→ GIVEN PROBLEM A
List the three things the custody post says BM has done the last 3 times the child was sent over.
→ GIVEN PROBLEM B
Render this sentence from the custody post in Spanish: "For the last 3 months, it has been coming across that BM has been giving her older child preferential treatment over her younger child."
→ GIVEN PROBLEM C
Reproduce the custody post from "In addition to" up to and including "ways we notice.", without changing a word.

→ TEXT
So for all of you who read about how BM was out of town and was not going to make it back on time for my bf to pick up his daughter, I have some more updates as my Saturday update was just quick and brief. So here it goes, BM did have a spare tire on her car when my bf arrived so at least that part was true. Her details of what happened/when they happened conflicted, but whatever at least he ended up getting his daughter and we ended up getting an extra overnight in exchange for her being late. My bf believes since he did not tell her it was okay to switch weekends that she waited until the morning of pick up to drive back from the state she grew up in that morning which is 11-12 hours away and left that morning since he did not agree to it. Which if that is what happened is extremely selfish to have a 3 year old in the car for that many hours straight, from wake up to basically bed time because BM did not want to do what was best for the child. Anyway, when my bf picked her up, we fed her a good dinner (only had snacks all day apparently) and let her stay up to play about 40 minutes later than when we put her to bed because we feel bad she was in the car all day. We know at least she was from 9 am - 6 pm according to what BM told bf. 

In addition to his daughter telling us BM took her older daughter to her grandmas house 11-12 hours away and leaving her with the grandma, she also said that *older child* got a surprise from BM and she did not get anything. For the last 3 months, it has been coming across that BM has been giving her older child preferential treatment over her younger child. BM the last 3 times has sent the child in clothing that is the older sister's size, shoes a size or two too small, and telling of her older sister getting things, but her getting nothing. Yes, it is BM's house and she can do whatever she wants, and yes the older child does not have my bf in her life anymore, but that is BM's choice, but it doesn't upset me any less to see bf's daughter getting shafted in just ways we notice.

→ DATASET ROWS
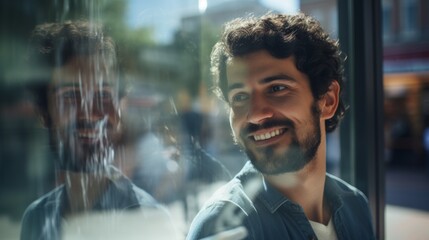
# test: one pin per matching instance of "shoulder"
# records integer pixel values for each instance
(49, 201)
(228, 208)
(345, 190)
(34, 217)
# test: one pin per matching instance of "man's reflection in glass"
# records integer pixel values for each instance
(80, 107)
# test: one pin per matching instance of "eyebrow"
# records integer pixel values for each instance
(263, 81)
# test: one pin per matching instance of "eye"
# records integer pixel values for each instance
(277, 88)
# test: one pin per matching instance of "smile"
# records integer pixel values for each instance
(268, 135)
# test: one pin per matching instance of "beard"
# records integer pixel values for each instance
(273, 160)
(82, 156)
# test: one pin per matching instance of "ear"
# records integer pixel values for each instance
(329, 101)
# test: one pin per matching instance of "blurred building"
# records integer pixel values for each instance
(406, 78)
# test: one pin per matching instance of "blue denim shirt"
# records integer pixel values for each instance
(266, 214)
(42, 220)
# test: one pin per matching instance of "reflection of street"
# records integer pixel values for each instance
(410, 188)
(407, 199)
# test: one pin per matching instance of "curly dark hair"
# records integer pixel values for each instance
(56, 43)
(301, 36)
(52, 45)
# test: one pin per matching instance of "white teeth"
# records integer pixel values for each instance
(267, 135)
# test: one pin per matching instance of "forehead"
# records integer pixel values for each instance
(260, 65)
(83, 72)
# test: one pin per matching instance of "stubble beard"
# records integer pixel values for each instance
(78, 157)
(273, 161)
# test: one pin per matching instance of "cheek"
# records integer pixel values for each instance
(236, 122)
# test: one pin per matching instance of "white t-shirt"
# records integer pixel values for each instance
(324, 232)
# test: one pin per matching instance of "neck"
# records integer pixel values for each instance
(306, 187)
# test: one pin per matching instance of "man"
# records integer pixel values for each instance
(282, 77)
(80, 107)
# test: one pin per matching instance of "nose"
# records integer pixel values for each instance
(259, 110)
(92, 107)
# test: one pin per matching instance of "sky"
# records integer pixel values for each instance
(164, 15)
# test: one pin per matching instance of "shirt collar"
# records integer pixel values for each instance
(273, 199)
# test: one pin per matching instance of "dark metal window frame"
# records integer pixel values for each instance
(362, 143)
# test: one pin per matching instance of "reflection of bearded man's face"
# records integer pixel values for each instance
(83, 107)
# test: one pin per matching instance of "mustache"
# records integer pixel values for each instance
(91, 124)
(250, 127)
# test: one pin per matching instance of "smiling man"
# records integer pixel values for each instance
(282, 77)
(80, 106)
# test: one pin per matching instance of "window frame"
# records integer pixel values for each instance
(362, 143)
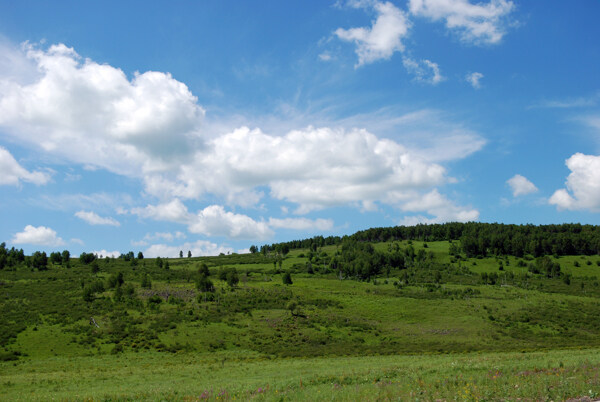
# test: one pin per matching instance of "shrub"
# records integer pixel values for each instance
(203, 284)
(287, 278)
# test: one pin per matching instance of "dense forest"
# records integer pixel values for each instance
(476, 239)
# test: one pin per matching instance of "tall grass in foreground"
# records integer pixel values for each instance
(549, 375)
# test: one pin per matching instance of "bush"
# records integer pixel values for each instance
(87, 258)
(287, 278)
(232, 278)
(203, 284)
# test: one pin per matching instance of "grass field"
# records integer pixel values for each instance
(430, 331)
(552, 375)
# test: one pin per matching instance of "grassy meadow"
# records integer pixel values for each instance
(445, 328)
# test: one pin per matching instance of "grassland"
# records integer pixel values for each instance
(435, 330)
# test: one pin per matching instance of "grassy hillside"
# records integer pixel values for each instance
(135, 329)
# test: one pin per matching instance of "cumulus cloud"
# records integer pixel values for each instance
(481, 23)
(383, 38)
(173, 211)
(198, 248)
(210, 221)
(91, 113)
(521, 186)
(438, 206)
(314, 168)
(474, 79)
(94, 219)
(104, 253)
(148, 127)
(11, 172)
(301, 224)
(215, 221)
(38, 236)
(166, 236)
(583, 185)
(424, 70)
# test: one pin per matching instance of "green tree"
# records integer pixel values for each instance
(287, 279)
(203, 269)
(232, 278)
(56, 257)
(203, 284)
(146, 283)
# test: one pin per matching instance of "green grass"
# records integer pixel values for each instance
(442, 335)
(557, 375)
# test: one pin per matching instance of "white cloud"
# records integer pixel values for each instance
(198, 248)
(166, 236)
(325, 56)
(215, 221)
(481, 23)
(437, 205)
(314, 168)
(104, 253)
(301, 224)
(210, 221)
(383, 38)
(424, 71)
(521, 186)
(11, 171)
(93, 114)
(148, 127)
(583, 185)
(173, 211)
(94, 219)
(39, 236)
(474, 79)
(77, 241)
(69, 202)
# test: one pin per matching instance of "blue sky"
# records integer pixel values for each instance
(211, 126)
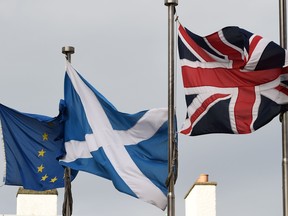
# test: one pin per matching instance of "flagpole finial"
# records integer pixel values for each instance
(170, 2)
(67, 51)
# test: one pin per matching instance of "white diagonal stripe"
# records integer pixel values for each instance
(104, 136)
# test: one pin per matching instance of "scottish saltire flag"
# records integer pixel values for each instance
(32, 144)
(128, 149)
(234, 81)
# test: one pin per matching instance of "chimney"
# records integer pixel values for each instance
(38, 203)
(201, 198)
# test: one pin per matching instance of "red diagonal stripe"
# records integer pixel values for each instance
(226, 78)
(202, 109)
(243, 109)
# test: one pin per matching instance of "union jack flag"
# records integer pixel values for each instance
(234, 81)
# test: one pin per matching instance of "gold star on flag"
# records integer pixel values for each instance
(40, 168)
(45, 137)
(41, 153)
(54, 179)
(44, 177)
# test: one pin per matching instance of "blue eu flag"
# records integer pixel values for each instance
(32, 144)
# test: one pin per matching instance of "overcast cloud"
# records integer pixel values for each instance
(121, 49)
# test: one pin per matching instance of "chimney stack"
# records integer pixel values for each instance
(201, 198)
(40, 203)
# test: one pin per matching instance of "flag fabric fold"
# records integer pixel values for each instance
(32, 144)
(234, 81)
(128, 149)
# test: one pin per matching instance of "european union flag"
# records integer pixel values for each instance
(32, 144)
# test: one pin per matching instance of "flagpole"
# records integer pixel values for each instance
(283, 43)
(67, 204)
(171, 106)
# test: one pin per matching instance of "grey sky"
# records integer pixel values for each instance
(121, 49)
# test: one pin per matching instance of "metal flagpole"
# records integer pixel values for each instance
(284, 117)
(67, 204)
(171, 107)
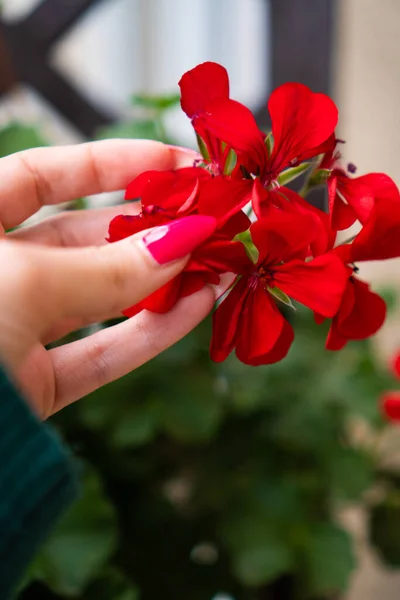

→ WRITTEN RESPONSE A
- Sent the child in clothing that is the older sister's size
- Sent her in shoes a size or two too small
- Told of her older sister getting things while she got nothing

→ WRITTEN RESPONSE B
Durante los últimos 3 meses, ha ido quedando claro que BM le ha estado dando un trato preferencial a su hija mayor por encima de su hija menor.

→ WRITTEN RESPONSE C
In addition to his daughter telling us BM took her older daughter to her grandmas house 11-12 hours away and leaving her with the grandma, she also said that *older child* got a surprise from BM and she did not get anything. For the last 3 months, it has been coming across that BM has been giving her older child preferential treatment over her younger child. BM the last 3 times has sent the child in clothing that is the older sister's size, shoes a size or two too small, and telling of her older sister getting things, but her getting nothing. Yes, it is BM's house and she can do whatever she wants, and yes the older child does not have my bf in her life anymore, but that is BM's choice, but it doesn't upset me any less to see bf's daughter getting shafted in just ways we notice.